Job. Copy all of the records below word for word, but leave the pictures out.

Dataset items
****

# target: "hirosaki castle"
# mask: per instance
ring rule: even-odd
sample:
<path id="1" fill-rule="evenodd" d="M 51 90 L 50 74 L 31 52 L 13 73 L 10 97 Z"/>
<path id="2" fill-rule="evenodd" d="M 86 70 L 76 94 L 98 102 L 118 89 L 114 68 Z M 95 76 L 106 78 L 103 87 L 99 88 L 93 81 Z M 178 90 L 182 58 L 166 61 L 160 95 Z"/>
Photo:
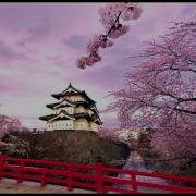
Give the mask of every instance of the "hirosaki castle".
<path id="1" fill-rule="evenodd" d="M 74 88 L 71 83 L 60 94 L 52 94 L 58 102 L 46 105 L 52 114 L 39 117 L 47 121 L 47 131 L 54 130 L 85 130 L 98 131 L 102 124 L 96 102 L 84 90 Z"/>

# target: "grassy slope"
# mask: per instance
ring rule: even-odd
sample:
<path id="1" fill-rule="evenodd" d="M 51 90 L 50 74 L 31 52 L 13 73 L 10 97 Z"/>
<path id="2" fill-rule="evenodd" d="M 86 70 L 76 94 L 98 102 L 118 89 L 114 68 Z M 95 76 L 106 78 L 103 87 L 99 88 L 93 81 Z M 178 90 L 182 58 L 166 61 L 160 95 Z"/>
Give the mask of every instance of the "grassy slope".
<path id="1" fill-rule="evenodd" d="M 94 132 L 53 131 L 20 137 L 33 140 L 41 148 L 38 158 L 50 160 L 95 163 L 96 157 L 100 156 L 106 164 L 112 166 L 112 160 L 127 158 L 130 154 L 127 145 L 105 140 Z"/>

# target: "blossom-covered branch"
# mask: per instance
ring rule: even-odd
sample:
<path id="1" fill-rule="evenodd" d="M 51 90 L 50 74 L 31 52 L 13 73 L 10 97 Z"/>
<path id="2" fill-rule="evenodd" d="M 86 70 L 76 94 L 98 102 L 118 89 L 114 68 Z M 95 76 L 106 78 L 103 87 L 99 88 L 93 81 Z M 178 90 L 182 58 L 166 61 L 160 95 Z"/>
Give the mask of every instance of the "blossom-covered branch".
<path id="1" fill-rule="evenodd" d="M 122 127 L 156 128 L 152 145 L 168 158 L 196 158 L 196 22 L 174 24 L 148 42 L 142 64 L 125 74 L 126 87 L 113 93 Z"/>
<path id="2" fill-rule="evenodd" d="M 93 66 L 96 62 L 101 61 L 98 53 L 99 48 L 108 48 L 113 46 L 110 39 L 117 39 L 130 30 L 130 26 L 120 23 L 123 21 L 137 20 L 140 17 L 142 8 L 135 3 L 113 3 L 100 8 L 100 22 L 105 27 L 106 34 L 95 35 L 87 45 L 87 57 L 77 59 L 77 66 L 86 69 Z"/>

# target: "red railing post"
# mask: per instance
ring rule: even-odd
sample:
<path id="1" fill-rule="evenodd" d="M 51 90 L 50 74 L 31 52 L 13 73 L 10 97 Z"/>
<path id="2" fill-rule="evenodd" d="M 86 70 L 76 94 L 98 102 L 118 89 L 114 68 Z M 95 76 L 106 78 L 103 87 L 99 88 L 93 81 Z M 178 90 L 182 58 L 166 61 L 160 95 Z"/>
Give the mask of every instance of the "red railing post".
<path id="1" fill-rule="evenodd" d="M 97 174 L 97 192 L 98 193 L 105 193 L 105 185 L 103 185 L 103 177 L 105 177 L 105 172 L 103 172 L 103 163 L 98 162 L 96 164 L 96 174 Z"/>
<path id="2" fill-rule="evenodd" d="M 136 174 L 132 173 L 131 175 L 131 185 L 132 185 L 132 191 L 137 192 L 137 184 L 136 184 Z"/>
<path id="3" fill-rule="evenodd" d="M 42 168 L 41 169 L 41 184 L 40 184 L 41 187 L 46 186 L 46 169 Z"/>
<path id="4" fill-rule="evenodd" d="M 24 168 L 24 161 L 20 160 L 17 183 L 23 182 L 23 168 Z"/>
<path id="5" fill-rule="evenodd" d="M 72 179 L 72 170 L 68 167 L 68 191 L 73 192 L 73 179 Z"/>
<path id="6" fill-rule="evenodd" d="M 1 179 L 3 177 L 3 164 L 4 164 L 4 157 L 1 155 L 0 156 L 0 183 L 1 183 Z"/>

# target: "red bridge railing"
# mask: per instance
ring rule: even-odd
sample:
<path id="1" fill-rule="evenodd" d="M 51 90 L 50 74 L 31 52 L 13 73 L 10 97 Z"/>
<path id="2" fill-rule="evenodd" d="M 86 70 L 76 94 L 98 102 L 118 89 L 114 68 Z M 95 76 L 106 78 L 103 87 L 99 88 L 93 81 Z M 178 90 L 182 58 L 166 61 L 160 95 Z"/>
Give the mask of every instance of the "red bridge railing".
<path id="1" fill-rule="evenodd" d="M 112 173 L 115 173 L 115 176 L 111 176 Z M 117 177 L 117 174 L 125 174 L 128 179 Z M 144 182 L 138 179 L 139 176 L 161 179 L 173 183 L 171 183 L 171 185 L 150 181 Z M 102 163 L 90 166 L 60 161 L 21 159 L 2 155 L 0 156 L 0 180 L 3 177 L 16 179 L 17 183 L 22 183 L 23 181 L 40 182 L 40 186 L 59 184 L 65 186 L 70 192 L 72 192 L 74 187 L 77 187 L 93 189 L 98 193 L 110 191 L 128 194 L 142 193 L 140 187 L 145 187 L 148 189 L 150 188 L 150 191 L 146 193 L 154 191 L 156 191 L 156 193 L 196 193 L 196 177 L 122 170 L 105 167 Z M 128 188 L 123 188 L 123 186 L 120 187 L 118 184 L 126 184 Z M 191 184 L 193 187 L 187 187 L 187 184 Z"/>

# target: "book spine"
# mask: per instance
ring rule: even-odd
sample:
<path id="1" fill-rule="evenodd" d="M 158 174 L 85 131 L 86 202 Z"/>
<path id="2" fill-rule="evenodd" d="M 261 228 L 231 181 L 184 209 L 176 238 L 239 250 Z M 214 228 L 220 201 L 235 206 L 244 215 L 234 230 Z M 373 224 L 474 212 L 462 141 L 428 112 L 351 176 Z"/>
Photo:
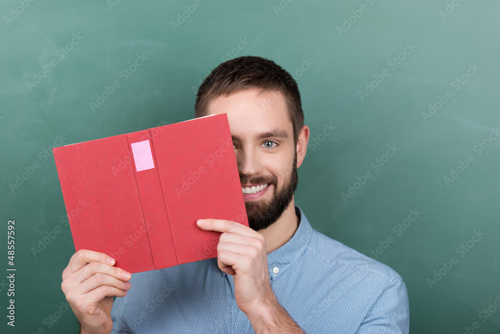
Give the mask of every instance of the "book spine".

****

Finished exercise.
# target: "hirosaki castle"
# mask: per instance
ring rule: even-odd
sample:
<path id="1" fill-rule="evenodd" d="M 51 90 L 50 74 L 31 52 L 13 73 L 10 97 Z"/>
<path id="2" fill-rule="evenodd" d="M 86 70 L 76 94 L 98 102 L 118 89 L 114 68 Z M 95 76 L 106 78 L 103 87 L 99 88 L 93 81 Z M 178 90 L 182 58 L 166 61 L 160 95 Z"/>
Photo:
Give the mask of every instance of the "hirosaki castle".
<path id="1" fill-rule="evenodd" d="M 74 88 L 71 83 L 60 94 L 52 94 L 58 102 L 46 105 L 52 114 L 39 117 L 47 121 L 47 131 L 54 130 L 85 130 L 98 131 L 102 124 L 96 102 L 84 90 Z"/>

# target: "grassy slope"
# mask: per instance
ring rule: even-odd
sample:
<path id="1" fill-rule="evenodd" d="M 51 90 L 50 74 L 31 52 L 13 73 L 10 97 Z"/>
<path id="2" fill-rule="evenodd" d="M 86 70 L 76 94 L 98 102 L 118 89 L 114 68 Z M 95 76 L 106 78 L 103 87 L 99 88 L 93 81 Z M 178 90 L 182 58 L 166 61 L 160 95 Z"/>
Give the mask of every instance of the "grassy slope".
<path id="1" fill-rule="evenodd" d="M 94 132 L 53 131 L 20 137 L 33 140 L 41 148 L 38 158 L 50 160 L 95 163 L 96 157 L 100 156 L 106 164 L 112 166 L 112 160 L 127 158 L 130 154 L 127 145 L 105 140 Z"/>

# target: "blossom-covered branch"
# mask: per instance
ring rule: even-odd
sample:
<path id="1" fill-rule="evenodd" d="M 51 90 L 50 74 L 31 52 L 13 73 L 10 97 Z"/>
<path id="2" fill-rule="evenodd" d="M 86 70 L 76 94 L 98 102 L 118 89 L 114 68 Z M 95 76 L 106 78 L 103 87 L 99 88 L 93 81 Z M 178 90 L 182 58 L 166 61 L 160 95 Z"/>
Give the mask of every instance of the "blossom-covered branch".
<path id="1" fill-rule="evenodd" d="M 122 127 L 156 128 L 152 145 L 168 158 L 196 158 L 196 22 L 174 24 L 148 42 L 142 64 L 125 74 L 126 87 L 113 93 Z"/>
<path id="2" fill-rule="evenodd" d="M 93 66 L 96 62 L 101 61 L 98 53 L 99 48 L 108 48 L 113 46 L 110 39 L 117 39 L 130 30 L 130 26 L 120 23 L 123 21 L 137 20 L 140 17 L 142 8 L 135 3 L 113 3 L 100 8 L 100 22 L 105 27 L 106 34 L 95 35 L 87 45 L 87 57 L 77 59 L 77 66 L 86 69 Z"/>

# target: "red railing post"
# mask: per instance
ring rule: even-odd
sample:
<path id="1" fill-rule="evenodd" d="M 51 90 L 50 74 L 31 52 L 13 73 L 10 97 Z"/>
<path id="2" fill-rule="evenodd" d="M 86 70 L 76 94 L 98 102 L 118 89 L 114 68 Z M 95 76 L 106 78 L 103 87 L 99 88 L 93 81 Z M 178 90 L 182 58 L 166 61 L 160 95 Z"/>
Give the mask of every instance of the "red railing post".
<path id="1" fill-rule="evenodd" d="M 97 174 L 97 192 L 98 193 L 105 193 L 105 185 L 103 185 L 103 177 L 105 177 L 105 172 L 103 172 L 103 163 L 98 162 L 96 164 L 96 174 Z"/>
<path id="2" fill-rule="evenodd" d="M 136 174 L 132 173 L 131 175 L 131 185 L 132 185 L 132 191 L 137 192 L 137 184 L 136 184 Z"/>
<path id="3" fill-rule="evenodd" d="M 42 168 L 41 169 L 41 184 L 40 184 L 41 187 L 46 186 L 46 169 Z"/>
<path id="4" fill-rule="evenodd" d="M 24 168 L 24 161 L 20 160 L 17 183 L 23 182 L 23 168 Z"/>
<path id="5" fill-rule="evenodd" d="M 72 179 L 72 170 L 68 167 L 68 191 L 73 192 L 73 179 Z"/>
<path id="6" fill-rule="evenodd" d="M 1 179 L 3 177 L 3 164 L 4 164 L 4 157 L 1 155 L 0 156 L 0 183 L 1 183 Z"/>

# target: "red bridge railing"
# mask: per instance
ring rule: even-odd
sample:
<path id="1" fill-rule="evenodd" d="M 51 90 L 50 74 L 31 52 L 13 73 L 10 97 Z"/>
<path id="2" fill-rule="evenodd" d="M 86 70 L 76 94 L 98 102 L 118 89 L 114 68 Z M 95 76 L 106 78 L 103 87 L 99 88 L 93 81 Z M 178 90 L 182 58 L 166 61 L 160 95 Z"/>
Give the mask of every instance of the "red bridge railing".
<path id="1" fill-rule="evenodd" d="M 112 173 L 115 173 L 115 176 L 111 176 Z M 117 177 L 117 174 L 125 174 L 128 179 Z M 144 182 L 138 179 L 139 176 L 161 179 L 173 183 L 171 183 L 171 185 L 150 181 Z M 102 163 L 90 166 L 60 161 L 21 159 L 2 155 L 0 156 L 0 180 L 3 177 L 16 179 L 17 183 L 22 183 L 23 181 L 40 182 L 40 186 L 59 184 L 65 186 L 70 192 L 72 192 L 74 187 L 77 187 L 93 189 L 98 193 L 110 191 L 128 194 L 142 193 L 140 187 L 145 187 L 148 189 L 150 188 L 150 191 L 146 193 L 154 191 L 156 191 L 156 193 L 196 193 L 196 177 L 122 170 L 105 167 Z M 128 188 L 123 188 L 123 186 L 120 187 L 118 184 L 126 184 Z M 191 184 L 193 187 L 187 187 L 187 184 Z"/>

# target: "book spine"
# mask: per instance
ring rule: even-odd
sample:
<path id="1" fill-rule="evenodd" d="M 158 174 L 85 131 L 86 202 Z"/>
<path id="2" fill-rule="evenodd" d="M 261 228 L 231 181 L 184 209 L 176 238 L 239 250 Z M 214 228 L 220 201 L 235 206 L 244 215 L 234 230 Z M 373 224 L 474 212 L 462 141 L 428 112 L 351 176 Z"/>
Photo:
Give the mask of every instance of the "book spine".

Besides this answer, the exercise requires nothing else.